__Directions for this task__
Find each line in the rows below that contains the word "light", matching case exactly, and copy those lines.

Location labeling rows
■ ■ ■

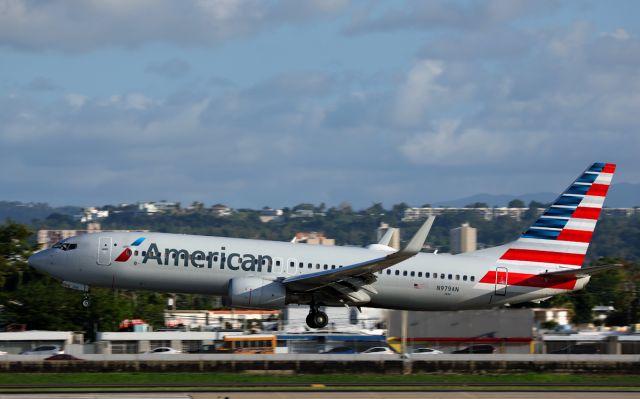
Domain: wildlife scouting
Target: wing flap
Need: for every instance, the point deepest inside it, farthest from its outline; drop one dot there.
(314, 281)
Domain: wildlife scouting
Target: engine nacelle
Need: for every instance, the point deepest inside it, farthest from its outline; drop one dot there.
(256, 293)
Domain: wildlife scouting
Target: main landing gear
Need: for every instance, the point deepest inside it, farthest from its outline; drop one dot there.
(86, 300)
(317, 318)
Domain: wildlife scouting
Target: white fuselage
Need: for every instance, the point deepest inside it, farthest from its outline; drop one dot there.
(206, 265)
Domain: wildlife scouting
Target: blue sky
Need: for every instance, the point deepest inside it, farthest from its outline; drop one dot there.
(254, 103)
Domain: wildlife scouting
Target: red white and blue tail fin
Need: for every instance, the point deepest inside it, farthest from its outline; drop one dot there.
(561, 235)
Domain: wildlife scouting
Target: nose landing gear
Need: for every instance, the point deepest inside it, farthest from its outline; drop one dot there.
(86, 300)
(317, 318)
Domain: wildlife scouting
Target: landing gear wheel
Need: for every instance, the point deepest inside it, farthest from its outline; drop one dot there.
(320, 319)
(86, 302)
(310, 321)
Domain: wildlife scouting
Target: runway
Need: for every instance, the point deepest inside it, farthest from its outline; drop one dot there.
(338, 395)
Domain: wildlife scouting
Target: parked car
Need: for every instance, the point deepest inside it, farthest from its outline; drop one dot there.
(426, 351)
(379, 350)
(63, 356)
(583, 348)
(163, 350)
(44, 350)
(480, 348)
(340, 350)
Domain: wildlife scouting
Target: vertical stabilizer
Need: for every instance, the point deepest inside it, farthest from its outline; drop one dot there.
(561, 235)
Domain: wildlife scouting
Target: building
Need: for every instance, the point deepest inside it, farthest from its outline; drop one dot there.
(558, 316)
(92, 214)
(153, 208)
(508, 330)
(417, 214)
(47, 238)
(244, 320)
(463, 239)
(136, 342)
(269, 214)
(314, 238)
(221, 210)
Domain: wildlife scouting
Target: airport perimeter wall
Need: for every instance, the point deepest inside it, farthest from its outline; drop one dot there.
(320, 364)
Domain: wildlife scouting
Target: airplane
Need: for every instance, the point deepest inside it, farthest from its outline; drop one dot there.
(546, 260)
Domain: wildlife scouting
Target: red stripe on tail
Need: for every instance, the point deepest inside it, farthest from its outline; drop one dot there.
(599, 190)
(575, 235)
(584, 212)
(531, 255)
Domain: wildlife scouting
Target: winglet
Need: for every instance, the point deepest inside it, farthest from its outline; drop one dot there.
(417, 241)
(386, 238)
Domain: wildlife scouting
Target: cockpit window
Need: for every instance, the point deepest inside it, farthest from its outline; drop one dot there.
(65, 246)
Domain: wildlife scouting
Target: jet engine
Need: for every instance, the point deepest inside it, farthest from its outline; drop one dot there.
(256, 293)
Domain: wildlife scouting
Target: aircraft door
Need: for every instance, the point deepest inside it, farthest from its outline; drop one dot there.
(104, 251)
(502, 280)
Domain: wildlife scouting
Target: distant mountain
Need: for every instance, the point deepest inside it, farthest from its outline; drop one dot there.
(26, 212)
(621, 195)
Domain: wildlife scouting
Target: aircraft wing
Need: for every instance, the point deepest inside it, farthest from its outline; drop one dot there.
(583, 271)
(359, 274)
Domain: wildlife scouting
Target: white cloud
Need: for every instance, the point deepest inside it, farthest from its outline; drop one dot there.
(418, 91)
(76, 100)
(91, 24)
(449, 144)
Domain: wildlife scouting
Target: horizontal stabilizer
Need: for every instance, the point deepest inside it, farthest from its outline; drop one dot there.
(584, 271)
(386, 238)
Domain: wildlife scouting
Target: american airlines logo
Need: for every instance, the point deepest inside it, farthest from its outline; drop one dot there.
(208, 259)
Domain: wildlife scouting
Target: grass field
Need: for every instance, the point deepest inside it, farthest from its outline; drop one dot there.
(363, 380)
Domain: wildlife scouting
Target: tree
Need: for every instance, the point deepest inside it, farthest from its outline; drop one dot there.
(14, 252)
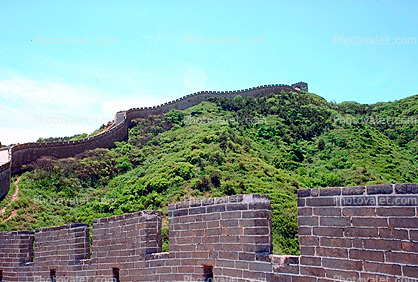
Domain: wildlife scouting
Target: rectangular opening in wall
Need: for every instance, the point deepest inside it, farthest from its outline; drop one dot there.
(115, 271)
(207, 273)
(53, 275)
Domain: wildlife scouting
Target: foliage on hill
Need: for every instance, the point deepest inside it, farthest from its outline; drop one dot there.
(271, 145)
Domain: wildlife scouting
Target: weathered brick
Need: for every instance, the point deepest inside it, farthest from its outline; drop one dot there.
(308, 220)
(335, 221)
(376, 267)
(342, 264)
(366, 255)
(328, 211)
(406, 188)
(332, 252)
(391, 233)
(321, 201)
(395, 211)
(369, 221)
(379, 189)
(330, 192)
(353, 190)
(410, 271)
(359, 211)
(403, 258)
(404, 222)
(379, 244)
(328, 231)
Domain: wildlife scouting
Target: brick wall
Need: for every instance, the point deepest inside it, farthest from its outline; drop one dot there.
(346, 234)
(4, 180)
(359, 233)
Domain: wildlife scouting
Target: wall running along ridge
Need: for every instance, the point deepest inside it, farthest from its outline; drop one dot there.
(22, 154)
(367, 233)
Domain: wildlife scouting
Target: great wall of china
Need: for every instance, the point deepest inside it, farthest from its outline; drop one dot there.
(365, 233)
(22, 154)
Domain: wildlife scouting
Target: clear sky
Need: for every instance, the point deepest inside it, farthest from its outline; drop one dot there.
(66, 67)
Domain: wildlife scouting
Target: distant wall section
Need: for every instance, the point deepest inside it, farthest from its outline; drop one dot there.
(4, 179)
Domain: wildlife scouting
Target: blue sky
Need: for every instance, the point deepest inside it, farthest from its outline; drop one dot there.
(143, 53)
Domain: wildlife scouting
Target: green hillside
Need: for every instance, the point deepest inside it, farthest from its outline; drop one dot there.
(271, 145)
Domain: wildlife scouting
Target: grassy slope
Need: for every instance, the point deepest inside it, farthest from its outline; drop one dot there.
(271, 145)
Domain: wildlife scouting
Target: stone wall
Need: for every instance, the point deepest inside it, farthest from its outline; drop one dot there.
(346, 234)
(4, 179)
(22, 154)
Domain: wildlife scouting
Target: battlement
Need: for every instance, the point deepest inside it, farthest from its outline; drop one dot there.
(22, 154)
(361, 233)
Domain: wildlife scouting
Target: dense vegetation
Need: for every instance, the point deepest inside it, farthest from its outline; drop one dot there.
(74, 137)
(271, 145)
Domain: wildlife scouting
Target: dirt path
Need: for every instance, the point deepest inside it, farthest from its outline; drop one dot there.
(14, 198)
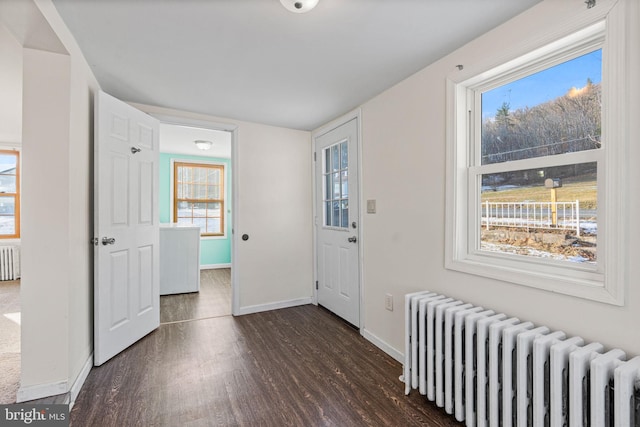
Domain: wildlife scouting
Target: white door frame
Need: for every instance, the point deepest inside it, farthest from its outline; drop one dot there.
(233, 130)
(357, 115)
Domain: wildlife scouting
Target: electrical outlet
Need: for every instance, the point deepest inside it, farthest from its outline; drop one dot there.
(388, 302)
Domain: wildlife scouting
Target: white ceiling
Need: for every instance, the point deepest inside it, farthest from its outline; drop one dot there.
(180, 140)
(253, 60)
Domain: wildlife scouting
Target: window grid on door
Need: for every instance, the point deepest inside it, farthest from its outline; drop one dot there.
(335, 193)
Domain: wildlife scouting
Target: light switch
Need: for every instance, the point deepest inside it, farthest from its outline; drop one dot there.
(371, 206)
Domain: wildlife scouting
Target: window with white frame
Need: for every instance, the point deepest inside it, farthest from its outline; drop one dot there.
(198, 197)
(534, 152)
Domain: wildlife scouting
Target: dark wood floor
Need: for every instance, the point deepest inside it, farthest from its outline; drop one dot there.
(299, 367)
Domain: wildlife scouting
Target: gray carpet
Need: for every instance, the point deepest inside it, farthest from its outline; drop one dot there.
(9, 341)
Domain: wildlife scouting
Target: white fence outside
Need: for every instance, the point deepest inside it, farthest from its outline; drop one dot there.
(549, 215)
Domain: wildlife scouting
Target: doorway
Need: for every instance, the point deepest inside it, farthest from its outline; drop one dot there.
(196, 191)
(337, 207)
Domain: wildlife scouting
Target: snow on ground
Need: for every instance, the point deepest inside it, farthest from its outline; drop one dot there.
(525, 250)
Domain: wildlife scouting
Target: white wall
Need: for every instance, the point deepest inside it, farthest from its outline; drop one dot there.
(10, 88)
(404, 135)
(272, 180)
(56, 289)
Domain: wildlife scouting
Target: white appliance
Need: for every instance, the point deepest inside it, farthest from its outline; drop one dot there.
(179, 259)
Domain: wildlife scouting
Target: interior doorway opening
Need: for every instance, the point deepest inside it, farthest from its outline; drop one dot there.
(196, 192)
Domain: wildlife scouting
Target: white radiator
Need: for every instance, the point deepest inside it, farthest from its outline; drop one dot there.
(488, 369)
(9, 262)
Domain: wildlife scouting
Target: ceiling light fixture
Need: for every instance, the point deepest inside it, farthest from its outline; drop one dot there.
(202, 144)
(299, 6)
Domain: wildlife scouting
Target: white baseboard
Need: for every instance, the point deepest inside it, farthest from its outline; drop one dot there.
(214, 266)
(272, 306)
(397, 355)
(80, 379)
(40, 391)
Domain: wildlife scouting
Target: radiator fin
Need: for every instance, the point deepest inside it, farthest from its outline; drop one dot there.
(9, 262)
(489, 369)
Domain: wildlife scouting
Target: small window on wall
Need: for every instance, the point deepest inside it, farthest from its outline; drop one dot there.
(199, 196)
(9, 194)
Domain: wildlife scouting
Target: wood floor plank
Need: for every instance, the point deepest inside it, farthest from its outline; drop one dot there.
(293, 367)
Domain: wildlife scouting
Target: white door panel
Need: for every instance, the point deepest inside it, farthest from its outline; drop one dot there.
(337, 222)
(127, 291)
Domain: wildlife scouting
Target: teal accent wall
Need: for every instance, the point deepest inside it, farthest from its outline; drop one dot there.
(212, 250)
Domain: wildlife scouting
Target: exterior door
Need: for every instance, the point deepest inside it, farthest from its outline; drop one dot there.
(126, 238)
(336, 170)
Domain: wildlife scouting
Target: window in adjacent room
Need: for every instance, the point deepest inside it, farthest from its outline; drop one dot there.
(199, 196)
(9, 194)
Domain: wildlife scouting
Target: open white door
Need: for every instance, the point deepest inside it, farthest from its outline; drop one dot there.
(126, 282)
(337, 205)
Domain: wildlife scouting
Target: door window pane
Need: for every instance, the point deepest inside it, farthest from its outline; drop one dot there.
(336, 185)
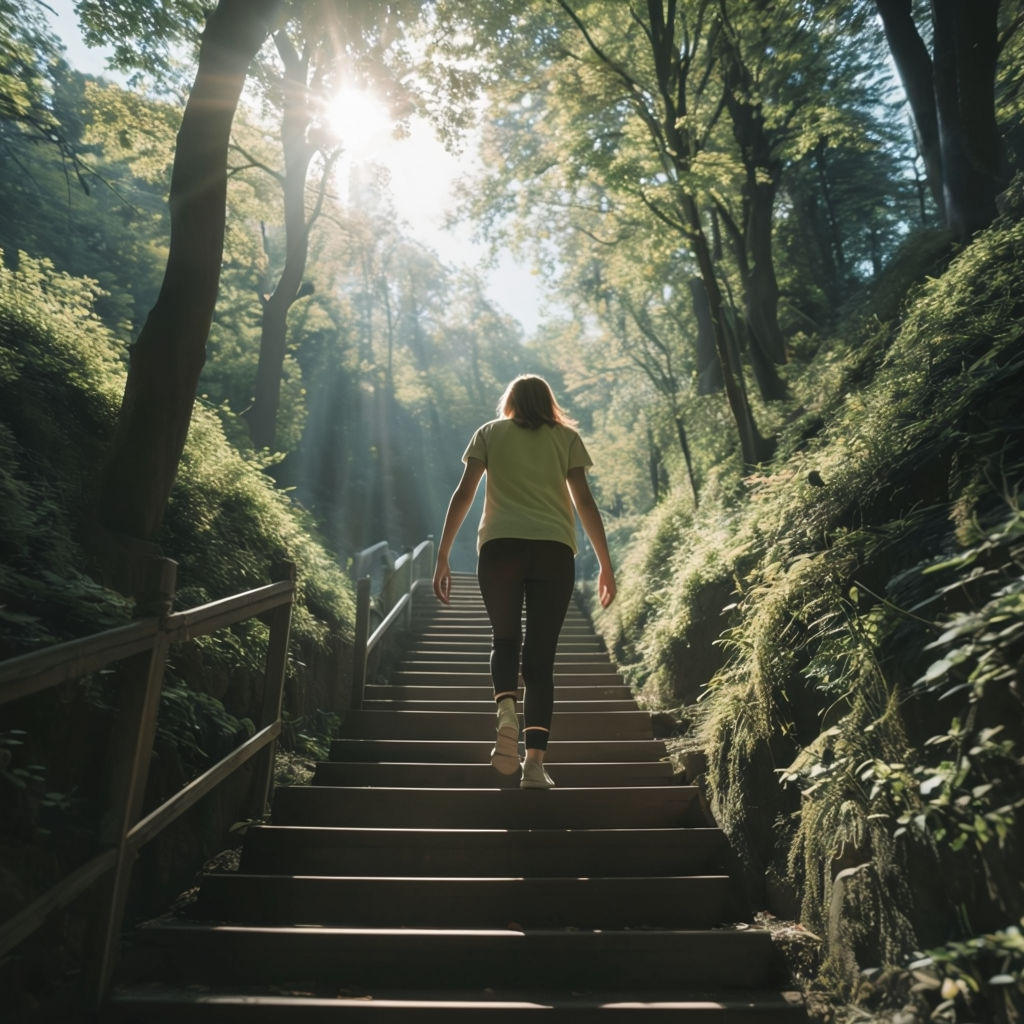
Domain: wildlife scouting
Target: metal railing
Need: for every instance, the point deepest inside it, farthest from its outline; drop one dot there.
(139, 650)
(394, 601)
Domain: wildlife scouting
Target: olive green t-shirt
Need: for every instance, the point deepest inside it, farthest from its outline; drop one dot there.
(526, 495)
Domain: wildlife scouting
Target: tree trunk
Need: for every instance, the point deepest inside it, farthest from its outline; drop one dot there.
(754, 243)
(262, 414)
(966, 50)
(165, 361)
(754, 446)
(709, 366)
(914, 69)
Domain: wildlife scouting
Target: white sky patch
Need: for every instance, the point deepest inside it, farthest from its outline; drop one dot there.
(423, 177)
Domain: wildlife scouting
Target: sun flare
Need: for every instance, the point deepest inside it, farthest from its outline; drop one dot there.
(359, 121)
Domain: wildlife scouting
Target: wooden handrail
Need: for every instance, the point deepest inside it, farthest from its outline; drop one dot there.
(139, 649)
(396, 596)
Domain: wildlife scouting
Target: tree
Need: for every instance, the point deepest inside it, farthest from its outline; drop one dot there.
(166, 360)
(317, 49)
(951, 93)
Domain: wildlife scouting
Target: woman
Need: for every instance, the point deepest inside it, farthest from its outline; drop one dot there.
(535, 462)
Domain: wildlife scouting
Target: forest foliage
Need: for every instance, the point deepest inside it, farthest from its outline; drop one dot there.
(820, 562)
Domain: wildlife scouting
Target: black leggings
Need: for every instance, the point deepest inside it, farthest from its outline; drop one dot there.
(542, 572)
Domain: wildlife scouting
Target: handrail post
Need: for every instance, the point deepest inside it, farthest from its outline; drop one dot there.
(410, 569)
(131, 751)
(279, 623)
(359, 645)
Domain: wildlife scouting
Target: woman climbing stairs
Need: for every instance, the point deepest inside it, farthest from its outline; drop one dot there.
(412, 882)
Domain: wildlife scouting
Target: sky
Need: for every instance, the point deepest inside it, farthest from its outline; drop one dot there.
(422, 200)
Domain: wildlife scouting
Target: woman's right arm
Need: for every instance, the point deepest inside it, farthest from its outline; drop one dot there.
(590, 517)
(462, 501)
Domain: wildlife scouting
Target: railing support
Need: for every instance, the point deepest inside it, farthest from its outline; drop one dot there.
(141, 680)
(139, 651)
(279, 622)
(360, 646)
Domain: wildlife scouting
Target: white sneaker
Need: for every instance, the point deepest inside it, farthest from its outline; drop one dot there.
(505, 756)
(535, 776)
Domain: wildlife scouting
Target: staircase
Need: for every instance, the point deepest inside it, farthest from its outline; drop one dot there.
(413, 882)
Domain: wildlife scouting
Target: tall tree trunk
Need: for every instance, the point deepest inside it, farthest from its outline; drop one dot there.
(754, 446)
(966, 50)
(753, 244)
(709, 366)
(262, 414)
(952, 97)
(914, 69)
(166, 360)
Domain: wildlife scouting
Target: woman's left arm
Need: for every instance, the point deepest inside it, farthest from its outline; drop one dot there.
(459, 506)
(590, 516)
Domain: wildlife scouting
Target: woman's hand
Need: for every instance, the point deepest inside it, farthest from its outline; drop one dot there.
(442, 581)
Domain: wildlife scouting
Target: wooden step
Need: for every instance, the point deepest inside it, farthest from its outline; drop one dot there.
(482, 776)
(527, 853)
(482, 678)
(486, 707)
(485, 692)
(420, 652)
(423, 960)
(680, 901)
(473, 725)
(168, 1006)
(478, 752)
(639, 807)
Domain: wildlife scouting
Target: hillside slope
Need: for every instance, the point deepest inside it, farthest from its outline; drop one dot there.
(841, 639)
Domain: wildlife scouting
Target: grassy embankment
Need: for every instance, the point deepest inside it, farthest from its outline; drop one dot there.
(841, 639)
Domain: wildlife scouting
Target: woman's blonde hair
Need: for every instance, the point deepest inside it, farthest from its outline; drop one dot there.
(529, 400)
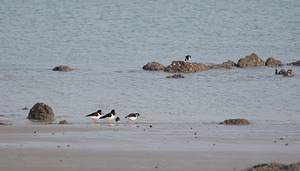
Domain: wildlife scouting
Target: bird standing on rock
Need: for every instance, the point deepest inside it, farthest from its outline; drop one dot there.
(118, 120)
(95, 115)
(133, 117)
(110, 116)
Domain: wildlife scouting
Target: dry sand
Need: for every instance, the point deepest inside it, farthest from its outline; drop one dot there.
(93, 147)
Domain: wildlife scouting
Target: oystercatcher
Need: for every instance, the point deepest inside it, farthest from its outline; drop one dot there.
(118, 120)
(109, 116)
(187, 58)
(95, 115)
(133, 117)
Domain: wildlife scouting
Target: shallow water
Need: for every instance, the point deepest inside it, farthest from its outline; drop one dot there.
(107, 43)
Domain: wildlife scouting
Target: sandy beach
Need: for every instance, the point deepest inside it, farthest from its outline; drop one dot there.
(124, 147)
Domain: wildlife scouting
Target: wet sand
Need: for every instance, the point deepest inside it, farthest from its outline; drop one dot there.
(104, 147)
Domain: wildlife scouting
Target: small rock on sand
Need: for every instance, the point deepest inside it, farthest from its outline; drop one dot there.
(236, 122)
(274, 167)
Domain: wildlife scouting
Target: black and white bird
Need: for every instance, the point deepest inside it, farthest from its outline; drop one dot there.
(118, 120)
(187, 58)
(95, 115)
(133, 117)
(110, 116)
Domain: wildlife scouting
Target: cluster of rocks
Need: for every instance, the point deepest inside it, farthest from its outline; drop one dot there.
(187, 67)
(273, 166)
(176, 76)
(236, 122)
(285, 73)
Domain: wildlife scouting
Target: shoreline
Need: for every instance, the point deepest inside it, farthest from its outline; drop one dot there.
(91, 147)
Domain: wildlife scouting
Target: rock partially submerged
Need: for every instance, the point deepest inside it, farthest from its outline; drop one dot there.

■ ■ ■

__The response__
Target: light switch
Target: ceiling light fixture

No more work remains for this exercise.